Set problem: Render the items in the stretch from the line containing "[segment] blurred person in foreground" through the end of the items as a two-column CSV with columns item_text and answer, one row per item, placing each value in a single quoted field with its line breaks turned into spaces.

Supplied data:
* START *

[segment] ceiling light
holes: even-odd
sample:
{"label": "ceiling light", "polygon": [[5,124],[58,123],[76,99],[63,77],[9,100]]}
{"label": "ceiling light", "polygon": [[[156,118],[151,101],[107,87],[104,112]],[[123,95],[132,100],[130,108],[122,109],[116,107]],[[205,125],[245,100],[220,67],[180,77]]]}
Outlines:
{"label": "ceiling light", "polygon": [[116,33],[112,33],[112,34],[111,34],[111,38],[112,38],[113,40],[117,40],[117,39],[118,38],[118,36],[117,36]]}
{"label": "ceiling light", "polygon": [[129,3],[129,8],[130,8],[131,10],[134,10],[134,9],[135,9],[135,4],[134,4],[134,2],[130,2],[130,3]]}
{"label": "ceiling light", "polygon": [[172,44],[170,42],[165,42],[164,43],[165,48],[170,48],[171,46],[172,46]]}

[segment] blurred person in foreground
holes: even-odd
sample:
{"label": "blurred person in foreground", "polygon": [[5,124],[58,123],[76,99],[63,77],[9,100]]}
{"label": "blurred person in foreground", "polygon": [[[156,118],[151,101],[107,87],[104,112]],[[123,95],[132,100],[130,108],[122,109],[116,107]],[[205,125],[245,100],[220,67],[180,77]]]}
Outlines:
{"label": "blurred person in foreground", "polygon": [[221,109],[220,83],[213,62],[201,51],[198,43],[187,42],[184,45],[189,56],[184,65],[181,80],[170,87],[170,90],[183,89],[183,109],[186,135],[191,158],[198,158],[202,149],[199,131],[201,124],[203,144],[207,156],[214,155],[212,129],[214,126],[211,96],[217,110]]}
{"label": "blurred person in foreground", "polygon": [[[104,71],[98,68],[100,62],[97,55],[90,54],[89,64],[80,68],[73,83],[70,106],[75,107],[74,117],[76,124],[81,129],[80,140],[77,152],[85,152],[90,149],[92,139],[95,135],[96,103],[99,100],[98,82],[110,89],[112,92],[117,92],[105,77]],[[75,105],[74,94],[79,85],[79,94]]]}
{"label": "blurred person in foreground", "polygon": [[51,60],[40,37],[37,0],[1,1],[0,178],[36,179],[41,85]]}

* END *

Finished answer:
item_text,answer
"[segment] blurred person in foreground holes: even-odd sample: {""label"": ""blurred person in foreground"", ""polygon"": [[5,124],[58,123],[76,99],[63,77],[9,100]]} {""label"": ""blurred person in foreground"", ""polygon"": [[[156,118],[151,101],[107,87],[104,112]],[[123,95],[132,100],[130,108],[122,109],[116,107]],[[205,125],[245,100],[220,67],[180,77]]]} Outlines:","{""label"": ""blurred person in foreground"", ""polygon"": [[221,109],[220,83],[213,62],[201,51],[198,43],[187,42],[184,45],[189,56],[184,65],[181,80],[170,87],[170,90],[183,89],[183,109],[186,135],[191,158],[198,158],[202,149],[199,131],[201,124],[203,144],[207,156],[214,155],[212,129],[214,126],[211,96],[217,110]]} {""label"": ""blurred person in foreground"", ""polygon"": [[[104,71],[98,68],[100,62],[97,55],[90,54],[89,64],[80,68],[73,83],[70,106],[75,107],[74,117],[76,124],[81,129],[80,140],[77,152],[85,152],[90,149],[92,139],[95,135],[96,103],[99,100],[98,82],[110,89],[112,92],[117,92],[105,77]],[[75,105],[74,94],[79,85],[79,94]]]} {""label"": ""blurred person in foreground"", ""polygon"": [[51,60],[40,37],[37,0],[1,1],[0,178],[36,179],[41,85]]}"